WHAT THE TASK ASKS:
Return the listing below verbatim, from its first line through the line containing "Target: man's hand", and leave the pictures out.

RECORDS FOR THIS TASK:
......
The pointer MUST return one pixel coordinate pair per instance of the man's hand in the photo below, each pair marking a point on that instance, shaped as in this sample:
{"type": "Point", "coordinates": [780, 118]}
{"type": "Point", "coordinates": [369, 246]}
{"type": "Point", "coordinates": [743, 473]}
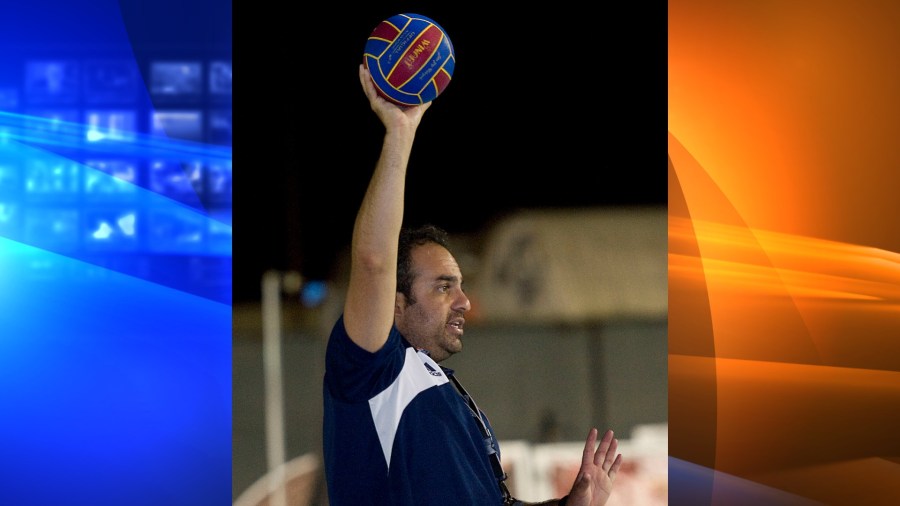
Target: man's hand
{"type": "Point", "coordinates": [598, 470]}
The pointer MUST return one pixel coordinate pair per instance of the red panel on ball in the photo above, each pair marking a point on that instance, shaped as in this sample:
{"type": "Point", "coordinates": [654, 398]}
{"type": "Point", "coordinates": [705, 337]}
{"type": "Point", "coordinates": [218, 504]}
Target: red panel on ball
{"type": "Point", "coordinates": [416, 56]}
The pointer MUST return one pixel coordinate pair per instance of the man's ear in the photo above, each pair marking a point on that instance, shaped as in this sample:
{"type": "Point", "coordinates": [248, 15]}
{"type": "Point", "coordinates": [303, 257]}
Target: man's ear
{"type": "Point", "coordinates": [399, 304]}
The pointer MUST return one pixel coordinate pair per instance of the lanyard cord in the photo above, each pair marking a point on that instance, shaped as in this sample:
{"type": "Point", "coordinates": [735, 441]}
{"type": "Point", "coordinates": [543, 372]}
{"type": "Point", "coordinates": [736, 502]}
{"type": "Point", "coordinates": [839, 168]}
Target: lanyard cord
{"type": "Point", "coordinates": [493, 456]}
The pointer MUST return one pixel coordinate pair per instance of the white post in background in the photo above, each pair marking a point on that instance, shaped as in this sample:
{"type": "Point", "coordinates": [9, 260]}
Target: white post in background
{"type": "Point", "coordinates": [275, 441]}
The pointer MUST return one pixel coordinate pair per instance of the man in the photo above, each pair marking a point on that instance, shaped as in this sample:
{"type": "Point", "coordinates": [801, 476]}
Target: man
{"type": "Point", "coordinates": [398, 428]}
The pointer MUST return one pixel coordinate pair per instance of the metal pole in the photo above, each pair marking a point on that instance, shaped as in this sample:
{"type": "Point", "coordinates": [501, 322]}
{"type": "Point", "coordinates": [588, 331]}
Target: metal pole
{"type": "Point", "coordinates": [275, 441]}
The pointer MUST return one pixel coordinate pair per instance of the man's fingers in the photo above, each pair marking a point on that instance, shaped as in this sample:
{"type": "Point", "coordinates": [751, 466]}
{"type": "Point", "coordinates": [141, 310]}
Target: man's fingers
{"type": "Point", "coordinates": [588, 454]}
{"type": "Point", "coordinates": [615, 467]}
{"type": "Point", "coordinates": [607, 444]}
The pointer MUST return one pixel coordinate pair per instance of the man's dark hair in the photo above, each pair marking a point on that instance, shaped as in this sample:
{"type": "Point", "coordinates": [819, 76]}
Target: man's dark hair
{"type": "Point", "coordinates": [409, 239]}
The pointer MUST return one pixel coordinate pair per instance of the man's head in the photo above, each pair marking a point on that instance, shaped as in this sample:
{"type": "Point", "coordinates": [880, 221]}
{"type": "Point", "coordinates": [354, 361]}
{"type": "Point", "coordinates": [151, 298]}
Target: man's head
{"type": "Point", "coordinates": [430, 305]}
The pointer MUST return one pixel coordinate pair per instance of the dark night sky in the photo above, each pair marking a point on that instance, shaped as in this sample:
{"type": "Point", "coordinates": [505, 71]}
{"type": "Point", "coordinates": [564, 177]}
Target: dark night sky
{"type": "Point", "coordinates": [545, 108]}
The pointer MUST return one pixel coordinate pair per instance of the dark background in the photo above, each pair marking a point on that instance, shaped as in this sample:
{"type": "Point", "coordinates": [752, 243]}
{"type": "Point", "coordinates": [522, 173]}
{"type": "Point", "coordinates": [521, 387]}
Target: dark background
{"type": "Point", "coordinates": [546, 108]}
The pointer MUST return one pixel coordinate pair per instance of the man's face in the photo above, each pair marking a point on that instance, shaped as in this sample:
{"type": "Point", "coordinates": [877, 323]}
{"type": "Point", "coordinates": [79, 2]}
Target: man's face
{"type": "Point", "coordinates": [435, 321]}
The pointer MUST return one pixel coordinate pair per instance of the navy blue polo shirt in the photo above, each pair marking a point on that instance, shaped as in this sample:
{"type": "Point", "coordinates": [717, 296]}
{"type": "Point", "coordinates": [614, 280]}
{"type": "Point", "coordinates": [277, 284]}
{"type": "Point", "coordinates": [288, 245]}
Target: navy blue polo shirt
{"type": "Point", "coordinates": [397, 432]}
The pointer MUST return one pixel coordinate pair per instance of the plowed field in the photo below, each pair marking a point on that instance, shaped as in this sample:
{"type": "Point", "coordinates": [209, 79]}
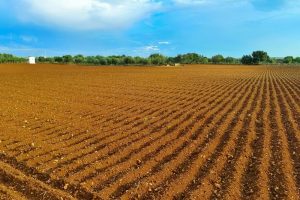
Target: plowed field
{"type": "Point", "coordinates": [193, 132]}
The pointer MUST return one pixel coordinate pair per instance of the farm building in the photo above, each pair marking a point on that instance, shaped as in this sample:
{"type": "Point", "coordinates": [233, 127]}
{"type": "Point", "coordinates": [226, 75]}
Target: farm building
{"type": "Point", "coordinates": [31, 60]}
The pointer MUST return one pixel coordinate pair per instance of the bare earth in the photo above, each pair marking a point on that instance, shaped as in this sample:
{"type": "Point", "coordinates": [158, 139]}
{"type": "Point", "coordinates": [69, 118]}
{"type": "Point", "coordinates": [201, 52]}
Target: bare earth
{"type": "Point", "coordinates": [193, 132]}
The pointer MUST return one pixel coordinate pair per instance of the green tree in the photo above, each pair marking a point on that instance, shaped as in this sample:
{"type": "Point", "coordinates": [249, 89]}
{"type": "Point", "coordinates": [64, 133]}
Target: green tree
{"type": "Point", "coordinates": [297, 60]}
{"type": "Point", "coordinates": [79, 59]}
{"type": "Point", "coordinates": [67, 59]}
{"type": "Point", "coordinates": [58, 59]}
{"type": "Point", "coordinates": [247, 60]}
{"type": "Point", "coordinates": [260, 57]}
{"type": "Point", "coordinates": [231, 60]}
{"type": "Point", "coordinates": [217, 59]}
{"type": "Point", "coordinates": [157, 59]}
{"type": "Point", "coordinates": [288, 59]}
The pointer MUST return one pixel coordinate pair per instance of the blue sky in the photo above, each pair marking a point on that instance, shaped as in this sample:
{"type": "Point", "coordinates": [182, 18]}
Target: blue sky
{"type": "Point", "coordinates": [143, 27]}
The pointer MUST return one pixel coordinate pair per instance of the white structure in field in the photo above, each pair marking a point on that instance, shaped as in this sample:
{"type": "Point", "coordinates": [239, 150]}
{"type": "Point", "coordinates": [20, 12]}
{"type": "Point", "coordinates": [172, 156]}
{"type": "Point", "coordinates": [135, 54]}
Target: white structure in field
{"type": "Point", "coordinates": [31, 60]}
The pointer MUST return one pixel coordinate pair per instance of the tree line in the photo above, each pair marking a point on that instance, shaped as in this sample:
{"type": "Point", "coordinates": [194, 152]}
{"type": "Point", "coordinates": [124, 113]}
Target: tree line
{"type": "Point", "coordinates": [257, 57]}
{"type": "Point", "coordinates": [8, 58]}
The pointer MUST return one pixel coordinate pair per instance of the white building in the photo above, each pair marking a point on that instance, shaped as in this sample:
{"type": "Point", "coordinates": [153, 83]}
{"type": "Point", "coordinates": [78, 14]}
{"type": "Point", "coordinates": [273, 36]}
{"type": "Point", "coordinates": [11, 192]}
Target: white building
{"type": "Point", "coordinates": [31, 60]}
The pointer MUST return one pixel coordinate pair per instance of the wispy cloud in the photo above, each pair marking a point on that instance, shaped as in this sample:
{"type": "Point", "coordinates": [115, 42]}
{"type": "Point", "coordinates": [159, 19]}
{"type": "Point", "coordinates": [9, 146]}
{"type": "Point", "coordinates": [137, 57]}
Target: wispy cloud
{"type": "Point", "coordinates": [164, 43]}
{"type": "Point", "coordinates": [151, 48]}
{"type": "Point", "coordinates": [87, 14]}
{"type": "Point", "coordinates": [28, 39]}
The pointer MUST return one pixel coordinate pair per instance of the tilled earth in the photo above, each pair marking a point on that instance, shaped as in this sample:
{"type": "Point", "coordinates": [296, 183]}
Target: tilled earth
{"type": "Point", "coordinates": [192, 132]}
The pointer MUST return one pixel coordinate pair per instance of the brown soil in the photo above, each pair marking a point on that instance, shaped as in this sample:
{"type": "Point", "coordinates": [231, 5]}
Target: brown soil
{"type": "Point", "coordinates": [192, 132]}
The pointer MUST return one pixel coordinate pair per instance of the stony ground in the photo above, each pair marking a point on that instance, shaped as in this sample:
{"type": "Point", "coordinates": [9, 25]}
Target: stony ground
{"type": "Point", "coordinates": [193, 132]}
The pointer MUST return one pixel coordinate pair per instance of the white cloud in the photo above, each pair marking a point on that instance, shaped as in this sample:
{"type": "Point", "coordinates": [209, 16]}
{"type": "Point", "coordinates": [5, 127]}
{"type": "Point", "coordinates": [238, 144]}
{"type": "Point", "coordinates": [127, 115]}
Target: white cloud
{"type": "Point", "coordinates": [28, 39]}
{"type": "Point", "coordinates": [151, 48]}
{"type": "Point", "coordinates": [163, 43]}
{"type": "Point", "coordinates": [87, 14]}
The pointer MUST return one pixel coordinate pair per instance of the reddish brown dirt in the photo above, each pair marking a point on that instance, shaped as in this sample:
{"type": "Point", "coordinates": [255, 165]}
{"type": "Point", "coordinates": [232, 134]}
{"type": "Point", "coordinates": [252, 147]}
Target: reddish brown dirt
{"type": "Point", "coordinates": [194, 132]}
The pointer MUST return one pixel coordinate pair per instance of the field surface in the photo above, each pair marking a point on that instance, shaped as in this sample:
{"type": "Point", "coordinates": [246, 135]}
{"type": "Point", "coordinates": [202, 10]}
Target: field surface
{"type": "Point", "coordinates": [193, 132]}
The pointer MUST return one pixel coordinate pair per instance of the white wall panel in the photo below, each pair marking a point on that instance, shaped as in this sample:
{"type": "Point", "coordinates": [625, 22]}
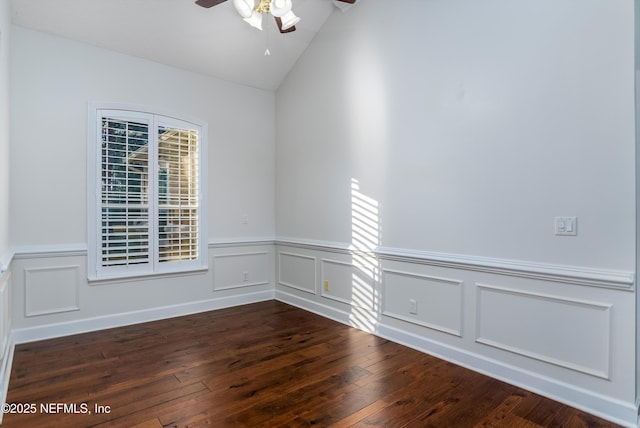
......
FINAL RESULT:
The pointer MUST return one pixel coordinate pair per instance of the man's hand in the photo below, each pair marking a point on that instance, shaped as in this sample:
{"type": "Point", "coordinates": [780, 118]}
{"type": "Point", "coordinates": [369, 246]}
{"type": "Point", "coordinates": [743, 473]}
Target: man's hand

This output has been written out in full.